### Exercise prompt
Omit the images, then output each of the records below exactly.

Data records
++++++

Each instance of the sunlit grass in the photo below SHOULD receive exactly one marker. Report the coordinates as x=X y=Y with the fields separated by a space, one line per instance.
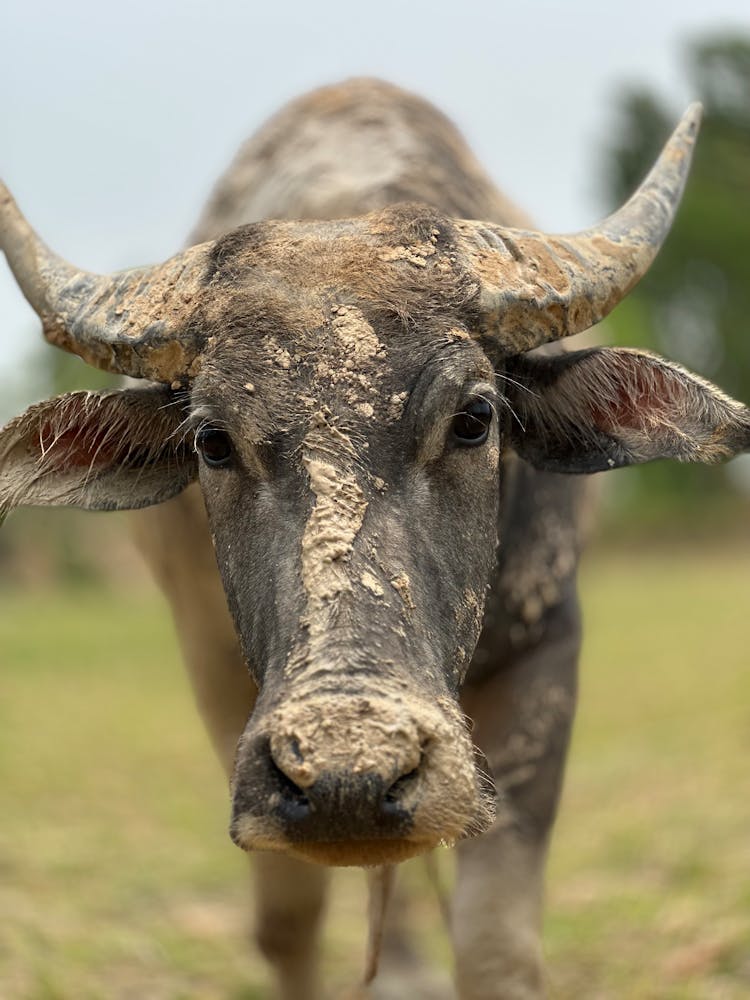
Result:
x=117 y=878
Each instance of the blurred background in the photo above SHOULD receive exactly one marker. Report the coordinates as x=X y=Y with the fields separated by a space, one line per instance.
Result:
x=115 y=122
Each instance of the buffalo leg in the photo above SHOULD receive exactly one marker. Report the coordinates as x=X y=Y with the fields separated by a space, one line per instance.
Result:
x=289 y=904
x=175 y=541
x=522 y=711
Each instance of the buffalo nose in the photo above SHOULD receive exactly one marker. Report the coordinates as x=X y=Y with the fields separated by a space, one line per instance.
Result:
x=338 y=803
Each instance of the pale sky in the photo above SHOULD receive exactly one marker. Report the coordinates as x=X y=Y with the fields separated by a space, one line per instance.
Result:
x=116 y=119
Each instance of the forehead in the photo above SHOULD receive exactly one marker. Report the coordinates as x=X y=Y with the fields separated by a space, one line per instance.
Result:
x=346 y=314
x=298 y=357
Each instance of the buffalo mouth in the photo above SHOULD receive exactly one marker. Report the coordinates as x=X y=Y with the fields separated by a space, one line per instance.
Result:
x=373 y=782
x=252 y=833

++++++

### Output for this exercise
Each instance of the sunlit grass in the photo below SHOULD receive exactly one marker. Report the coordinates as x=X y=Y with the fields separated by a space, one line per instance.
Result:
x=117 y=878
Each instance of the blurred background in the photo above SHOULD receive exactly one marker. Report the coordinates as x=X y=Y with the fields separated by a space, one line per instance.
Result:
x=115 y=122
Each instance of the buffalo leg in the photo above SHOULD receive exactly one marker. Report the coordinates as x=X y=Y with the fields separated by a space, one line per instance.
Result:
x=289 y=904
x=175 y=541
x=522 y=711
Each instance of the buffalo nose in the photo above SHOULD receive exactly one marker. Report the coordinates as x=X y=Y with the fields separated by a space, one line per instance.
Result:
x=338 y=803
Each instance of the pale sky in the photo above SHOULD receive exactly one marker. Report the coordinates as x=X y=Y with the fields separated by a space, one line per instance.
Result:
x=116 y=119
Each instance of the forehead in the photo above SHOULD receive exactly one marker. Report the coordinates as x=X y=Y with the fields separated by a space, one line per instance.
Result:
x=346 y=314
x=298 y=357
Each instance of the buffalo mouth in the photo above SHOULD receive exactly one marker. Report the coordinates as x=X y=Y with the fields separated by a space, one line per instance.
Result:
x=373 y=782
x=252 y=833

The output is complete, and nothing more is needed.